◆ **BRIEF**:
Copy the lines starting at the first of the rows and ending at the line that contains "[[366, 227]]", changing "thickest part" to "widest part" and leaving everything else as it is.

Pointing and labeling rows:
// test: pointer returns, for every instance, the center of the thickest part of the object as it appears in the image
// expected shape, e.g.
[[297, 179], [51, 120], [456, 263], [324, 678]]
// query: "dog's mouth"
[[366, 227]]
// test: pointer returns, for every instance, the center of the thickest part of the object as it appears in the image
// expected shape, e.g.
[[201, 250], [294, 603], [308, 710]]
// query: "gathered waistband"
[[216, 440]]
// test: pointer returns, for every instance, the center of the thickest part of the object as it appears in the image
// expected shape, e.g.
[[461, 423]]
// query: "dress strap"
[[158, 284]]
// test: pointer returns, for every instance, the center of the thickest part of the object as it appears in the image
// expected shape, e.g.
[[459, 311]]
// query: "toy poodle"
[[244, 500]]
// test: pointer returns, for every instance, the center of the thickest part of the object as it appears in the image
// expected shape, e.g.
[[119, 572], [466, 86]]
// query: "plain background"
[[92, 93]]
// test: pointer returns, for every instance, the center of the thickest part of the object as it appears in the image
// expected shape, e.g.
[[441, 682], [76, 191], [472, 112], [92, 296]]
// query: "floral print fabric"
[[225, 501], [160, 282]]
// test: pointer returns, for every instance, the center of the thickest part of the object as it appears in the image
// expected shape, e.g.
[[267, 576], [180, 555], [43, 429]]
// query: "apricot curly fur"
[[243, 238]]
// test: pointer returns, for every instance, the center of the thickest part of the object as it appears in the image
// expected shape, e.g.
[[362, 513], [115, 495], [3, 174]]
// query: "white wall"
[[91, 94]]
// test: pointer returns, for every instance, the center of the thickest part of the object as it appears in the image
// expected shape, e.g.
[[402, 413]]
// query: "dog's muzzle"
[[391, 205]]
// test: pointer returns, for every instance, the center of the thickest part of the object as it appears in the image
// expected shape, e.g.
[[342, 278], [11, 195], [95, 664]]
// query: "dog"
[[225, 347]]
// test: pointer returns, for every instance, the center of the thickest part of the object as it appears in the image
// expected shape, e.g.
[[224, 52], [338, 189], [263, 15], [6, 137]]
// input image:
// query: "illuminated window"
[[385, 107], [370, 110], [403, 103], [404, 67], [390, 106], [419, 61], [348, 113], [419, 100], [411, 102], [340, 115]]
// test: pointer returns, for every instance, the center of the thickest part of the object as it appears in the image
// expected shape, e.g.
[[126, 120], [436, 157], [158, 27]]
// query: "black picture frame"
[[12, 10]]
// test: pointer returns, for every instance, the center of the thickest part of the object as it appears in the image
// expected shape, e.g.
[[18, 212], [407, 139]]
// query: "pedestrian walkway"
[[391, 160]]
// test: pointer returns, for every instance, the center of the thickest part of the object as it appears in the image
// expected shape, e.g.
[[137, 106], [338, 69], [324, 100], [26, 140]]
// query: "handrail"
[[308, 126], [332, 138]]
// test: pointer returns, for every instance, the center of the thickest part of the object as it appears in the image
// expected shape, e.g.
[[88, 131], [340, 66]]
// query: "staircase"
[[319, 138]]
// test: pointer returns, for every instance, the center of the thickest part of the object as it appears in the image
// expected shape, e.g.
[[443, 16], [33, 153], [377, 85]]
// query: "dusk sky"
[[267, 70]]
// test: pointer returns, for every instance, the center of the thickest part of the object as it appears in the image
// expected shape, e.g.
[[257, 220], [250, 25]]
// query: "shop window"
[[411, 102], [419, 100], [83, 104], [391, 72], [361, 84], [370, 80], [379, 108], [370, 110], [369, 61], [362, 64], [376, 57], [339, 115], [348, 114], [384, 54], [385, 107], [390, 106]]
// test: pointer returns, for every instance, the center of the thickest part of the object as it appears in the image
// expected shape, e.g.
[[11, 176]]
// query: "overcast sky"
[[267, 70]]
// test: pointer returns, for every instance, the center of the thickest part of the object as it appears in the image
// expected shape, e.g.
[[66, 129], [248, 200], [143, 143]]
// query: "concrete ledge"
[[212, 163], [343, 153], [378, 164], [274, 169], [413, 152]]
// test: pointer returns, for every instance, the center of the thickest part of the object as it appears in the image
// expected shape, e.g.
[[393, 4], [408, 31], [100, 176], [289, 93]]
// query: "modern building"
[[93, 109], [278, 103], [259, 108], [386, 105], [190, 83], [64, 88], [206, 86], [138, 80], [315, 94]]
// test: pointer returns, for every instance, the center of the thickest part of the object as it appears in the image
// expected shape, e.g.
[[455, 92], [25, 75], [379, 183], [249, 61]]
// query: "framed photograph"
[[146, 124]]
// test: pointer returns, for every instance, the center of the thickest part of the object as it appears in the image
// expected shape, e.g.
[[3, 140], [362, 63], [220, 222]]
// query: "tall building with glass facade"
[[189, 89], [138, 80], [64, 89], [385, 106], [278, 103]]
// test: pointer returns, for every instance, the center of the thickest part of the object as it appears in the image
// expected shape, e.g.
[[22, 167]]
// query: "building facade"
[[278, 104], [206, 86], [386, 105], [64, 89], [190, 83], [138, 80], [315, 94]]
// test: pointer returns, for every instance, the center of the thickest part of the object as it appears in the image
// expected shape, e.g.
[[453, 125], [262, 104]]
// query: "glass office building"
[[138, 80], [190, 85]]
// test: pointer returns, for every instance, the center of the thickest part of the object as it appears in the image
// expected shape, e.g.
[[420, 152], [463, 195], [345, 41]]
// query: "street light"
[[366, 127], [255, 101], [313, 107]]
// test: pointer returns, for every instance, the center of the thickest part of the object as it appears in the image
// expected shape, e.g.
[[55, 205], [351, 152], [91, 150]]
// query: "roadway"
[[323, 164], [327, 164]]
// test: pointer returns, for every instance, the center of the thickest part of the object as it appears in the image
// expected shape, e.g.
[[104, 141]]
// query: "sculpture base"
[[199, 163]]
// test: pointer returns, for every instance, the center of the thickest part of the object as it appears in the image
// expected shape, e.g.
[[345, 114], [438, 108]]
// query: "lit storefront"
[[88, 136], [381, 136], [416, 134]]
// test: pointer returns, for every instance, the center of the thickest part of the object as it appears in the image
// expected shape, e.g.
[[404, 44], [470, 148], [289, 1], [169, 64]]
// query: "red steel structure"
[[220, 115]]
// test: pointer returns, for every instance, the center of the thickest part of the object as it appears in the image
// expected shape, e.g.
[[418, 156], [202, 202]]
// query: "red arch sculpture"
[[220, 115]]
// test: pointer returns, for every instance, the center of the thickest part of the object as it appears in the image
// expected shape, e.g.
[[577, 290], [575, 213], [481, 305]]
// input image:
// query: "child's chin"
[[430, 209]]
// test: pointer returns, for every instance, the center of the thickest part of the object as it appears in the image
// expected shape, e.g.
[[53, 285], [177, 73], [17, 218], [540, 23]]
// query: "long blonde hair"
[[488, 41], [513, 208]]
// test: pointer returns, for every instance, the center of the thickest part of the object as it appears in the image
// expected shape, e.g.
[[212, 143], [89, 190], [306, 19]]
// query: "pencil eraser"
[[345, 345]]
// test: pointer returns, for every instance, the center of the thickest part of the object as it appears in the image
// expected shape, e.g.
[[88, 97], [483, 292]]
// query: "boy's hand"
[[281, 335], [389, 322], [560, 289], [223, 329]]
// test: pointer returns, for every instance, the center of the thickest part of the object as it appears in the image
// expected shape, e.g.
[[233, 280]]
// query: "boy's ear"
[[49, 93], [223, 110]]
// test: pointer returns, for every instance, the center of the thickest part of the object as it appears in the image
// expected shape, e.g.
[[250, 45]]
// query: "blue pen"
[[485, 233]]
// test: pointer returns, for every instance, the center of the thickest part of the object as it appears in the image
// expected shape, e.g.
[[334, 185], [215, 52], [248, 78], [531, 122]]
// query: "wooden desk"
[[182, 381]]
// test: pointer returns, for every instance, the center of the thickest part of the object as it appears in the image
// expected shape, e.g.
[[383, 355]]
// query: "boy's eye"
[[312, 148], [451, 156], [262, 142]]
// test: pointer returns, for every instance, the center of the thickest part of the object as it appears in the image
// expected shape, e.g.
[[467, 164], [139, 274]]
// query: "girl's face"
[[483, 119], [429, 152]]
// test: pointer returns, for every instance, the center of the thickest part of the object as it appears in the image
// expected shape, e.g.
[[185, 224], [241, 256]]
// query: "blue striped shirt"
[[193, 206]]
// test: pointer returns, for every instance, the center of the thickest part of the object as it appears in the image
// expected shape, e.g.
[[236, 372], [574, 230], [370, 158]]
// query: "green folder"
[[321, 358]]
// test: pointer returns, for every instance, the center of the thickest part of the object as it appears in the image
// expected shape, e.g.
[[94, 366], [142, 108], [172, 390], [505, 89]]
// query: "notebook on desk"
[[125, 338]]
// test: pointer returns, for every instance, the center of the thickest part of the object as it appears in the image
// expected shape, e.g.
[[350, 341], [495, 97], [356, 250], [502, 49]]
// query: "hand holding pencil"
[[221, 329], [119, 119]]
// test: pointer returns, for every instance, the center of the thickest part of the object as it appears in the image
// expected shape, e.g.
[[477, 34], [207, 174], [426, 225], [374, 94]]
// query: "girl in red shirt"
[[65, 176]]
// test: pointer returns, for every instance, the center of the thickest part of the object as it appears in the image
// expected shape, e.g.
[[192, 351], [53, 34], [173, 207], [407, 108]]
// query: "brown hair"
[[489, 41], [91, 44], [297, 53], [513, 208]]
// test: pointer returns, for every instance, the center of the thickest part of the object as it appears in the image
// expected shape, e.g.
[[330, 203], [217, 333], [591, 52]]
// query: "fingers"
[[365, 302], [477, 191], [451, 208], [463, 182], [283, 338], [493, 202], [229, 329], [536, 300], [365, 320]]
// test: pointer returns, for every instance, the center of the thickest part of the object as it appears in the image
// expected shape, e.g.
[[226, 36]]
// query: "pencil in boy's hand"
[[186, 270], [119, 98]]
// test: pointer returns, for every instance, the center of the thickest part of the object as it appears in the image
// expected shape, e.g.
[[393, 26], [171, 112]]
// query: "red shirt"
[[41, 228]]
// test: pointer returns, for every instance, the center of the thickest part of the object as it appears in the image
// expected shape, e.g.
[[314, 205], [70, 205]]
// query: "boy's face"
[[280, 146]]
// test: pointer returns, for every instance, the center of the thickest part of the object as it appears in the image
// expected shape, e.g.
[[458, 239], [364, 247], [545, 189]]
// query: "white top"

◆ **EXERCISE SOLUTION**:
// test: pointer returns, for every instance, the center of the widest part of the object as it appears in the image
// expected shape, e.g.
[[297, 179], [51, 120], [456, 263], [324, 678]]
// query: "dog's mouth"
[[366, 227]]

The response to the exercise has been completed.